### [WHAT YOU WILL DO]
Could you update the rows below by replacing "tag" with "mark" throughout and leaving everything else unchanged?

(A run of records)
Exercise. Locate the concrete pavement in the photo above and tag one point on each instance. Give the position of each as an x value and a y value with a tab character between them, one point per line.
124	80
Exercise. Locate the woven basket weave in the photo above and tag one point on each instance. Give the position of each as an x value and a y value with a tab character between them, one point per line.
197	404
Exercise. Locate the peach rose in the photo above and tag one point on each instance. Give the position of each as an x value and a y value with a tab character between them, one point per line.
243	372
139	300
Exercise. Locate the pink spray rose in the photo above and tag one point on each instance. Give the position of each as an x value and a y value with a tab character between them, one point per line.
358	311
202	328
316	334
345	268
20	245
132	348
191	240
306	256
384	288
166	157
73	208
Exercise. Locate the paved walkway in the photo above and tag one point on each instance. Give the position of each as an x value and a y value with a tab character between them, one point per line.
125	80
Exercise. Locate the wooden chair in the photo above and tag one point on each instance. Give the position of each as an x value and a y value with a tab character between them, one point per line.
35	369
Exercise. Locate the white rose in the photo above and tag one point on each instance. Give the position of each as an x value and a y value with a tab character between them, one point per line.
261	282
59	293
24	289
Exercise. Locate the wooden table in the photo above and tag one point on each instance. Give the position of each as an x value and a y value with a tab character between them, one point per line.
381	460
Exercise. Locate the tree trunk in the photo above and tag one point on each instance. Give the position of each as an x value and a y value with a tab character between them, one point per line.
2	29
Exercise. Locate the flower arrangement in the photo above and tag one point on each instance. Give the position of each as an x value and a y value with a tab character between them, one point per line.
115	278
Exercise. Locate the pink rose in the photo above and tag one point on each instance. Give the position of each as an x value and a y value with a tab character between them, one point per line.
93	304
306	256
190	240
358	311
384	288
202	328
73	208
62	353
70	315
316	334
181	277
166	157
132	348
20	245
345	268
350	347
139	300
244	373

### [PROBLEM SOLUTION]
Exercise. Locate the concrete pavement in the photo above and mark one point on each instance. Give the position of each as an x value and a y value with a tab character between them, one point per line.
124	80
Exercise. Locate the woven basket weave in the photo above and mark one point on each instance. Give the position of each as an x value and a y value with a tab character between them, one point per line.
197	404
Exercise. Locate the peach rose in the photo above and mark one point on each instance. Give the position of each as an x value and a y value with a tab character between them, one point per line.
243	372
139	300
Exercise. Locate the pink spray rose in the photo above and mark one point on each instance. Give the position of each as an x value and a y value with a tab character between them, one point per line.
358	311
202	328
316	334
345	268
20	245
132	348
191	240
306	256
384	288
166	157
73	208
Exercise. Locate the paved walkway in the photo above and mark one point on each instance. Give the position of each as an x value and a y value with a tab character between them, one point per line.
125	80
Exercise. Locate the wooden chair in the photo above and mark one point on each instance. Give the position of each as an x value and a y value with a tab character between them, one point per line.
35	369
Exercise. Locate the white rose in the photo above and mark one point on each instance. Give the position of each as an x value and a y value with a tab character between them, one point per line.
261	282
59	293
24	289
Exercise. Locate the wooden table in the photo above and mark one point on each instance. Give the position of each as an x value and a y value with a tab character between them, one point per line.
381	460
Exercise. Locate the tree trunk in the photo above and mark one point on each instance. Give the position of each as an x value and a y value with a tab character between them, one point per line.
2	29
Exercise. Locate the flower arrangement in the photo above and mark one point on each instance. Give the position of each as an x value and a y value with a tab character between them, one point per line.
115	278
Exercise. Locate the pink rose in the photo above and mark one point on each instance. Give the position of each as an x value and a y value with a tab character between them, one point per line.
93	304
306	256
190	240
358	311
384	288
202	328
73	208
62	353
70	315
316	334
181	277
166	157
132	348
20	245
345	268
350	347
139	300
244	373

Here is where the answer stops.